━━━ Excerpt ━━━

After the Italian surrender in 1943, some 131 Semovente da 75/18 were seized by the Germans and the production of another 55 was authorized. They were, in combination with other Semovente models, issued to 12 divisions (9 infantry, one mountain, one Jäger and one Grenadier) and 3 assault-gun brigades as well as to the 12th SS Polizei Panzer Company. All units were intended for service in Italy or the Balkans. They were designated StuG M42 mit 7,5 KwK L 18(850)(i).

==Surviving vehicles==
A number of 75/18 still survive today. Those include, listed by variants:
- a M 40 (Plate Number 4445), now at the Aberdeen Proving Ground.
- a damaged M 40 is exhibited at the El Alamein Military Museum.
- a M 40 or M 41, exhibited at the Musée des Blindés, Saumur.

━━━

▶ [Required action 1] In the Semovente da 75/18 excerpt, what German designation did these vehicles receive?
▶ [Required action 2] Turn the paragraph of the Semovente da 75/18 excerpt that begins "After the Italian surrender" into a short bulleted list of its main facts.
Use only the Semovente da 75/18 excerpt to respond.

━━━ Supplied information ━━━

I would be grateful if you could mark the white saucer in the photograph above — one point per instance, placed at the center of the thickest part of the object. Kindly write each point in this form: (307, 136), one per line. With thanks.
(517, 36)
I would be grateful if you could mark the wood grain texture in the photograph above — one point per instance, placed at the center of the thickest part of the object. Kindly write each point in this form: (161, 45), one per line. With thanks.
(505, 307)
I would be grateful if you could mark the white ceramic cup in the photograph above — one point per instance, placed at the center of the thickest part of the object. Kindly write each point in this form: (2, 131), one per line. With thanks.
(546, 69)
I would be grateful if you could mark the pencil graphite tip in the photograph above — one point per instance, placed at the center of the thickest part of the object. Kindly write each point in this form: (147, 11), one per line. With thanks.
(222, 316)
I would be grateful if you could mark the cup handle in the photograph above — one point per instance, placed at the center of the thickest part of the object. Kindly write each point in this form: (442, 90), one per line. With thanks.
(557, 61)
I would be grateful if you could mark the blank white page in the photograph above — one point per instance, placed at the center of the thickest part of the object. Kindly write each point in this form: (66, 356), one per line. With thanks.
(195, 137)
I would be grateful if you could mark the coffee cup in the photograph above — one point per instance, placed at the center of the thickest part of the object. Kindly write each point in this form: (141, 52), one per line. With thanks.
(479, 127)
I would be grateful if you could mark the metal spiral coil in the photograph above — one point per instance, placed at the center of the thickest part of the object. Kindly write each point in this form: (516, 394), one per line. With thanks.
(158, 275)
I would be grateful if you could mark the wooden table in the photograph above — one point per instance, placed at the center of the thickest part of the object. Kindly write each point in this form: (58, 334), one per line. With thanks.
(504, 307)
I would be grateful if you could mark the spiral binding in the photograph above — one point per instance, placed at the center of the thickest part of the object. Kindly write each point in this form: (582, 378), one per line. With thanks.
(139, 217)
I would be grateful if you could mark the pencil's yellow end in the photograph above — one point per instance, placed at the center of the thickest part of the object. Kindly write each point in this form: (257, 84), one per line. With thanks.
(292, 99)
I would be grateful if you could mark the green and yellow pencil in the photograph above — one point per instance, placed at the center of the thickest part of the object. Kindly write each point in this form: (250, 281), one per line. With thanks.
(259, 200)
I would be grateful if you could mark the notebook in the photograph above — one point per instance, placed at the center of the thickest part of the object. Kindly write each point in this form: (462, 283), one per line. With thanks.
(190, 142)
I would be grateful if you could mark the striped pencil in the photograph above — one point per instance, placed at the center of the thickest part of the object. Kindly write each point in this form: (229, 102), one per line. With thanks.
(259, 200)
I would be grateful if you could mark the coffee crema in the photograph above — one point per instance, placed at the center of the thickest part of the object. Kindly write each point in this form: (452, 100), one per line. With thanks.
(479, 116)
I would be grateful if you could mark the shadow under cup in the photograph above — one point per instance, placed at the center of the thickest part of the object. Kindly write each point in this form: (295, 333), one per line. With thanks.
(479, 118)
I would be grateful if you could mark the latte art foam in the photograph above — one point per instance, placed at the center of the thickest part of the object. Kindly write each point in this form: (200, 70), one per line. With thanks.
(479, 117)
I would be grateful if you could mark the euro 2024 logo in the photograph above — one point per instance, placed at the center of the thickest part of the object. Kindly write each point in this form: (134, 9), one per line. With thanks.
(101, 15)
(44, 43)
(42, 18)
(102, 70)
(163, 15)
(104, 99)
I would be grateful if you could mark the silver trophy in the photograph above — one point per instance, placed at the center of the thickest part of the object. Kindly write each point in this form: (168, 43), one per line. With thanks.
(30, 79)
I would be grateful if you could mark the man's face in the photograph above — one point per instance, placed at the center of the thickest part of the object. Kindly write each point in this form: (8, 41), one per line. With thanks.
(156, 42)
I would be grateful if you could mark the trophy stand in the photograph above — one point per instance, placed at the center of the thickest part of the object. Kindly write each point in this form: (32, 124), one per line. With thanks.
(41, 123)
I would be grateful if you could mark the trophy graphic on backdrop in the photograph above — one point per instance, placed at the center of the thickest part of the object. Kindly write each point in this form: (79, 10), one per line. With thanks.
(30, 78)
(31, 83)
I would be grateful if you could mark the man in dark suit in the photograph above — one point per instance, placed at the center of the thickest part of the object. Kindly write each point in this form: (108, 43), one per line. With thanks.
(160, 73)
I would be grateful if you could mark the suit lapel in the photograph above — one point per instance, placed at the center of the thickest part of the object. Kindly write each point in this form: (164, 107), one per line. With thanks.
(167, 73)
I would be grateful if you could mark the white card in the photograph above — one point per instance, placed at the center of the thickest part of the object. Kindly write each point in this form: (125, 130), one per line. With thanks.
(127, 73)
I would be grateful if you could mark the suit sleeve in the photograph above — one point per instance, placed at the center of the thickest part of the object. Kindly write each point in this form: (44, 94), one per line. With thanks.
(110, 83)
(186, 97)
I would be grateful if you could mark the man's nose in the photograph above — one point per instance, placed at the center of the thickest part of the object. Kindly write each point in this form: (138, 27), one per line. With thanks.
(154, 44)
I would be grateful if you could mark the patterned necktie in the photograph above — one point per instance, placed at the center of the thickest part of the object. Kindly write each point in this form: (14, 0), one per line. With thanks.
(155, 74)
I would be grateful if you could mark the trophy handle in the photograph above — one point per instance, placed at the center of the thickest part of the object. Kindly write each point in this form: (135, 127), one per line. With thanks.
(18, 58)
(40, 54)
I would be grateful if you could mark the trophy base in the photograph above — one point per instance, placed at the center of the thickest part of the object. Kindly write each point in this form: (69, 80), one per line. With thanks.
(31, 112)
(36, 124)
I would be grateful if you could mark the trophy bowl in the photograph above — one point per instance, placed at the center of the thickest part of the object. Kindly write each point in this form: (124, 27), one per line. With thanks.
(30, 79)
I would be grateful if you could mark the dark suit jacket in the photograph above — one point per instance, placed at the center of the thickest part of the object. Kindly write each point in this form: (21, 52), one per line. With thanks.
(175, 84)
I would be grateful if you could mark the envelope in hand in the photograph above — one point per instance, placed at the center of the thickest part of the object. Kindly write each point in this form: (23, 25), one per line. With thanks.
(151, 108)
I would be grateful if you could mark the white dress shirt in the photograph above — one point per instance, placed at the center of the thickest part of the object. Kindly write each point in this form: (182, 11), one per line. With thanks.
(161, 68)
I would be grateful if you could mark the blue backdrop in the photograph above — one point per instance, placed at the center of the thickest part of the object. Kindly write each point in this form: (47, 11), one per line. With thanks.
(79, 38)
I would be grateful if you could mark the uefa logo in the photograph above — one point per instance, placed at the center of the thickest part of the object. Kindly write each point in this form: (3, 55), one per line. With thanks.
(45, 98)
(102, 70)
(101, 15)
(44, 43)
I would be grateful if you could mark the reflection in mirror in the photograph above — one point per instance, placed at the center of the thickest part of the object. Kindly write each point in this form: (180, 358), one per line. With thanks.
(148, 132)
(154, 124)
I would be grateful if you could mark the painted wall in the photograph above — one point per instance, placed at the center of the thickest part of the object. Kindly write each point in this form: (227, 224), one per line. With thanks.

━━━

▶ [Written response 1] StuG M42 mit 7,5 KwK L 18(850)(i).

▶ [Written response 2]
- After the Italian surrender in 1943, the Germans seized about 131 Semovente da 75/18 and authorized production of 55 more.
- Along with other Semovente models, they went to 12 divisions (9 infantry, one mountain, one Jäger, one Grenadier), 3 assault-gun brigades and the 12th SS Polizei Panzer Company.
- All units were intended for service in Italy or the Balkans.
- They were designated StuG M42 mit 7,5 KwK L 18(850)(i).